### Information given
════════════════

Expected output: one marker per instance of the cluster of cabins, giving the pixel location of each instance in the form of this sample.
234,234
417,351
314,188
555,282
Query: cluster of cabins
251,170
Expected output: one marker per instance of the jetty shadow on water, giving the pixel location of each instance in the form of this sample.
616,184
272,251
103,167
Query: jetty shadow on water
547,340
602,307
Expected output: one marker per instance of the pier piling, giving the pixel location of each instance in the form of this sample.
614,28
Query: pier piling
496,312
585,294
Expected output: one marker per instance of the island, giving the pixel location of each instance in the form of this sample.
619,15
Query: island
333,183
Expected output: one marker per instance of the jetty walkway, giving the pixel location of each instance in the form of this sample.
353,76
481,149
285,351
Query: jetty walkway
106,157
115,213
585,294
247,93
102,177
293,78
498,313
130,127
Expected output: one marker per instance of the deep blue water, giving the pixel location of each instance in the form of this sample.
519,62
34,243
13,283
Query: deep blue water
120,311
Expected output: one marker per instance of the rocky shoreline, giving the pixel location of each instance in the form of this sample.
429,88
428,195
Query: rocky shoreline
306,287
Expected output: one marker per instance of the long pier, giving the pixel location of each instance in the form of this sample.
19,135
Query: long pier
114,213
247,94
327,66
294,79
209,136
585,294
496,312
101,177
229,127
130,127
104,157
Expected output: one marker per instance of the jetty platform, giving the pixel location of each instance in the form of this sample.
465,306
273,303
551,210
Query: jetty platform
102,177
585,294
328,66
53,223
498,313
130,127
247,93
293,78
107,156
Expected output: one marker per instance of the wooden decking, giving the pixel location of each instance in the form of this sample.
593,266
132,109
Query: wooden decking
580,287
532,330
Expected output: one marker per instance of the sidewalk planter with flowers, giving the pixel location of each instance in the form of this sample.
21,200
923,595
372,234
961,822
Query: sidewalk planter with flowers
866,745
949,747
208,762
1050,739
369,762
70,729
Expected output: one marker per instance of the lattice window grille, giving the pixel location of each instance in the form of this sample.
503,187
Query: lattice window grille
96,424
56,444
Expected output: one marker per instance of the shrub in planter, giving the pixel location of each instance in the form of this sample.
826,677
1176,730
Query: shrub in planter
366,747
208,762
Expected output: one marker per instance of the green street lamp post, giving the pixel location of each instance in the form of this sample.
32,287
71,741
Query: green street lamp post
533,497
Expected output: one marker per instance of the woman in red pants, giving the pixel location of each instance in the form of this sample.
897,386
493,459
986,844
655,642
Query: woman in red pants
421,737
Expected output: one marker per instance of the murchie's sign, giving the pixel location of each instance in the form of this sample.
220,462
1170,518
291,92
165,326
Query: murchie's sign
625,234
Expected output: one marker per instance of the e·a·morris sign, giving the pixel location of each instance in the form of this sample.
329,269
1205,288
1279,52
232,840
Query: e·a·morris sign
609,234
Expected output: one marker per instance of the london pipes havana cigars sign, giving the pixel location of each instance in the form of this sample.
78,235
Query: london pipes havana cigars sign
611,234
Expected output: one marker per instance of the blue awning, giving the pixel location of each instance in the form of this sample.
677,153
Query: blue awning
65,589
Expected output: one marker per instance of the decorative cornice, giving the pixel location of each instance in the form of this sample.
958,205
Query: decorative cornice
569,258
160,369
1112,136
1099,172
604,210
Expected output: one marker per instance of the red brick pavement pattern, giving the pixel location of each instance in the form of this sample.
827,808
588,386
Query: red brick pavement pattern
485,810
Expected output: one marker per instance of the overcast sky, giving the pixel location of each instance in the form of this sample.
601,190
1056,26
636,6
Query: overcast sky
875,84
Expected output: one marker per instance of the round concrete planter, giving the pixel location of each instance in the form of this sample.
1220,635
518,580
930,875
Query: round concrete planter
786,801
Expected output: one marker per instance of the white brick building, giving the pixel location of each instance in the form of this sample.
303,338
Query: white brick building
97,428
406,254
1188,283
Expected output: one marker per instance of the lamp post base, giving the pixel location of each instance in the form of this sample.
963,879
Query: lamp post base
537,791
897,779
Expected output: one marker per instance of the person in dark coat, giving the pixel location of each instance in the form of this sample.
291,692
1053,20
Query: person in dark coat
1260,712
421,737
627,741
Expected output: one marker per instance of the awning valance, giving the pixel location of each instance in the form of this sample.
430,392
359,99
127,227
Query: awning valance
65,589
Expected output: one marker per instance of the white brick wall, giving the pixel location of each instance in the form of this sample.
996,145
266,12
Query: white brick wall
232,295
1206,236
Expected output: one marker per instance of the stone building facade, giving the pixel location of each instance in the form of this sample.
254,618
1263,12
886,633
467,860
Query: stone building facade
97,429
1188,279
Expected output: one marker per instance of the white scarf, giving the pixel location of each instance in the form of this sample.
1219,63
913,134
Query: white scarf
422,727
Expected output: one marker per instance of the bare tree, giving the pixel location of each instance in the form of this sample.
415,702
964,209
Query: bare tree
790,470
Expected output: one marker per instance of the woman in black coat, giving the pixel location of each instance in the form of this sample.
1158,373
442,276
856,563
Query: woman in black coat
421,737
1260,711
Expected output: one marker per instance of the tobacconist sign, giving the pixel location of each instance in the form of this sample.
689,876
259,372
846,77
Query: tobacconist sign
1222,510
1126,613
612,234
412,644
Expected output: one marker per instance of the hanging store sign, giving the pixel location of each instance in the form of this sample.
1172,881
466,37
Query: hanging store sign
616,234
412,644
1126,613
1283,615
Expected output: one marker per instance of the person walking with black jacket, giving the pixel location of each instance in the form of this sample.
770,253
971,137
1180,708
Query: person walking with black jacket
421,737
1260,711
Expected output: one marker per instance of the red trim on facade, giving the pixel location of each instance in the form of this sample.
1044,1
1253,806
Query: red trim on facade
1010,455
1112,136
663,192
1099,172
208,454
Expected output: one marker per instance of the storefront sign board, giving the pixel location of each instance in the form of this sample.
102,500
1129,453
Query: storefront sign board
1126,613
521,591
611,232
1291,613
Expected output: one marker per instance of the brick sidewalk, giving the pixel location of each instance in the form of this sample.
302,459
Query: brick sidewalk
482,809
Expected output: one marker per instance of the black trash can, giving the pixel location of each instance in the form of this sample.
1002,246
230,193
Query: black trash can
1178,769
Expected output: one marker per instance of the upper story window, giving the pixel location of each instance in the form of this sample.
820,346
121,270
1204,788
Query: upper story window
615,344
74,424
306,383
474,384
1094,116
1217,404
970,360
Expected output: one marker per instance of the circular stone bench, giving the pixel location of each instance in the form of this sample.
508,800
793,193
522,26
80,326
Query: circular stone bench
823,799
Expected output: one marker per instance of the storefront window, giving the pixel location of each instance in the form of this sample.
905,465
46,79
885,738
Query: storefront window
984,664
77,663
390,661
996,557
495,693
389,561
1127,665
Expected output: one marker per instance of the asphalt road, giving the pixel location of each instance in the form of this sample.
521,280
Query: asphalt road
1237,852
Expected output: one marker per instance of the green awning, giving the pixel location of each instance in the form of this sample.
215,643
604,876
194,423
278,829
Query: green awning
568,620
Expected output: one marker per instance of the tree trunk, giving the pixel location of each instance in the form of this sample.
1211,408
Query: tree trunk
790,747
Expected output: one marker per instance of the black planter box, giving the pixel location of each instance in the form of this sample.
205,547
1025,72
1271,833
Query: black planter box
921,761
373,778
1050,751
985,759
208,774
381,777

════════════════

### Written task
Take the records above and return them exactly as written.

### Result for this task
Expected output: one marker per instance of the cluster of cabins, giving the pixel location of each instance in the form of this sample.
234,234
417,351
314,188
555,282
Query: cluster of cabins
251,170
Expected output: one marker per instance of the jetty shadow on water, giving the pixel location of each instance in the form of this sample.
616,184
272,251
103,167
Query: jetty shadow on water
547,340
602,307
Expected output: one marker per instance of the pier piling, giving the pixel location of each instance in the form of this sample.
614,28
Query: pier piling
496,312
585,294
Expected output: one marker per instance of the island, giving the pixel location of each instance in the form of this sample.
619,15
Query: island
333,183
Expected output: one marker per instance of the jetty walkway, giving the pixel location of each instance in the form of this sample.
353,76
481,149
285,351
Query: jetty walkway
106,157
115,213
585,294
247,93
102,177
293,78
498,313
130,127
Expected output: one marker per instance of the deep blue water, giving the pixel location of each instance in the form of this sample.
519,62
34,243
13,283
Query: deep blue water
120,311
Expected output: one marker per instance of the rocky shoreline, giving the pixel location of each instance in the form of this sample.
429,88
428,195
Query: rocky shoreline
306,287
Expected output: one marker per instance of the long pier, giving the pixel location of each instance in the form of this sample.
19,135
Query: long pier
114,213
247,94
327,66
294,79
209,136
585,294
496,312
101,177
229,127
130,127
104,157
Expected output: one marker per instance of the jetty platform, giving the pixel location of each instance in the form of this sample.
465,306
273,303
551,210
Query: jetty platform
102,177
585,294
328,66
53,223
498,313
130,127
247,93
293,78
107,156
Expected output: one marker per instance of the wooden decking, giving the pixel location of each instance in the form of this sample.
593,266
132,109
Query: wooden decking
580,287
532,330
Expected output: one marker per instance of the sidewalk planter with flowers, giving the pixel location of each instance in the form of this sample.
21,200
923,595
372,234
961,822
Query: sidewalk planter with flowers
866,745
949,747
208,762
1050,739
369,762
70,729
Expected output: one marker per instance of the lattice window grille, giving the pixel location of each instance in the form of this sample.
503,187
Query: lattice window grille
96,424
56,444
Expected output: one marker per instance of the shrub in planter, giving the pixel location of each instance in the form of this sample.
826,677
1176,730
Query: shrub in planter
366,747
208,762
Expected output: one marker per instance of the green street lamp post, giving the pixel location of each instance in the form of this sample.
32,287
71,741
Query: green street lamp post
533,497
Expected output: one marker per instance of the woman in red pants, giving the pixel location of each instance in the form of this sample.
897,386
493,459
986,844
655,642
Query: woman in red pants
421,737
Expected output: one marker per instance of the murchie's sign, giving the pixel location of each instance in the form of this sample.
220,462
1170,518
291,92
165,326
Query: murchie's sign
625,234
Expected output: one marker per instance of the e·a·morris sign, giving the pixel location of each instance in the form of this sample.
329,269
1205,288
1279,52
232,840
Query: e·a·morris sign
609,234
Expected output: one marker per instance of the london pipes havana cigars sign, giving the pixel location of each instance in the form of this sample.
78,235
Query: london pipes havana cigars sign
611,234
Expected output: one marker per instance of the blue awning, giving the pixel location of each instance in the form of this sample.
677,153
Query: blue awning
65,589
Expected output: one marker per instance of the decorative cornice, giving the pixel location of each instance in the form of this sample.
958,205
Query: decorative cornice
569,258
160,369
1112,136
1099,172
604,210
Expected output: one marker per instance of the red brick pavement pattern, giving the pixel location of each instance in the form of this sample.
827,808
588,386
Query: red brick pavement pattern
485,810
Expected output: one marker per instance of the overcast sky, giving the pixel location of each instance in the form of this sample.
601,190
1056,26
636,6
Query: overcast sky
875,84
Expected output: one marker per instance of the round concrete planter, giving the pixel location of each instance in the form of this sample.
1220,635
518,580
930,875
Query: round concrete planter
786,801
Expected output: one marker per instance of the white brick building, giving the pixel location of each instance in the form of this sample.
303,338
Query: white brick building
97,428
406,254
1188,283
Expected output: one marker per instance of the lamp post base, giving the pixel location of each instance in the form of this sample.
963,879
Query: lamp post base
537,791
897,779
Expected output: one marker per instance of the person in dark coat, giving the pixel location of each instance in the form of this sample.
291,692
1053,20
Query: person in dark coat
1260,712
421,737
627,741
Expected output: one marker per instance of the awning valance, giving the pixel location of each instance in the form of this sample.
430,392
359,99
127,227
Query: awning valance
65,589
Expected output: one marker per instance of the white brick wall, giving the pixel location of each instance in the form of this sample.
996,145
266,12
Query: white brick wall
232,295
1206,236
Expected output: one marker per instance of the stone building facade, giving the pixel location of each instance in the form of this sample.
254,618
1263,12
886,633
467,860
Query: stone building facade
97,429
1188,279
Expected output: one marker per instance of the white scarf, giving the pixel location of each instance in the form of this sample.
1219,63
913,134
Query: white scarf
422,727
Expected output: one marker per instance of the bare tree, giving the pixel location of each instance in the form of this sample.
415,702
964,209
Query: bare tree
790,470
Expected output: one marker per instance of the woman in black coat, giving the pixel location of each instance in the form of this sample.
1158,373
442,276
856,563
Query: woman in black coat
421,737
1260,711
Expected output: one marker per instance of the tobacconist sign, giving the pixel location of each instance in the form of this sample.
689,876
259,372
846,77
Query: tobacconist sign
1222,510
1126,613
612,234
412,644
Expected output: one marker per instance of the hanging store sign, giving the pixel location of each instance in the form of this sample.
1172,881
466,37
Query: hanging store sign
616,234
412,644
1126,613
1283,615
Expected output: one marker per instance of the person walking with black jacket, giving the pixel location of each instance in the form of this sample.
770,253
971,137
1180,708
Query: person walking with black jacket
421,737
1260,711
Expected output: one marker per instance of the red trim on facade, giving the pixel location of each instance in the form of this sample.
1044,1
1253,806
Query: red trim on facade
1010,455
1112,136
663,192
1099,172
208,454
Expected output: one marker per instance of the storefront sign board, giving the pixel location of each instance in the form of this sample.
102,500
1129,453
Query: storefront sign board
1126,613
521,591
611,232
1291,613
Expected output: one marker per instance of the brick sidewalk, giving the pixel location of each instance in the form of this sample.
302,459
Query: brick sidewalk
482,809
Expected output: one marker per instance of the black trash can, giving the pixel location of each instance in the form of this sample.
1002,246
230,193
Query: black trash can
1178,769
Expected output: one marker per instance of the upper story window, giving the pixel location of each instance in the form of this sample.
820,346
121,270
1204,788
Query: upper story window
615,344
74,424
306,383
474,384
1094,116
1217,404
970,360
Expected output: one marker per instance of the circular stone bench, giving the pixel location of each instance in the form of this sample.
508,800
793,193
522,26
80,326
Query: circular stone bench
823,799
Expected output: one marker per instance of the storefront window, giving the pixel location of each instance in the form of this sample.
905,465
46,79
885,738
Query: storefront window
984,664
77,663
390,661
996,557
495,693
389,561
1127,665
Expected output: one marker per instance of the asphalt road, giving the pixel location of each instance in the form of this sample.
521,280
Query: asphalt road
1237,852
Expected output: one marker per instance of the green awning, giving the pixel location of each instance in the form of this sample.
215,643
604,876
194,423
278,829
Query: green awning
568,620
Expected output: one marker per instance of the tree trunk, giving the pixel location of each instance in the form of this sample.
1211,408
Query: tree trunk
790,747
Expected output: one marker per instance of the black planter box, giving the pixel location of each instance in the form of this sample.
205,547
1025,72
1271,833
Query: black planter box
921,761
373,778
1050,751
985,759
208,774
381,777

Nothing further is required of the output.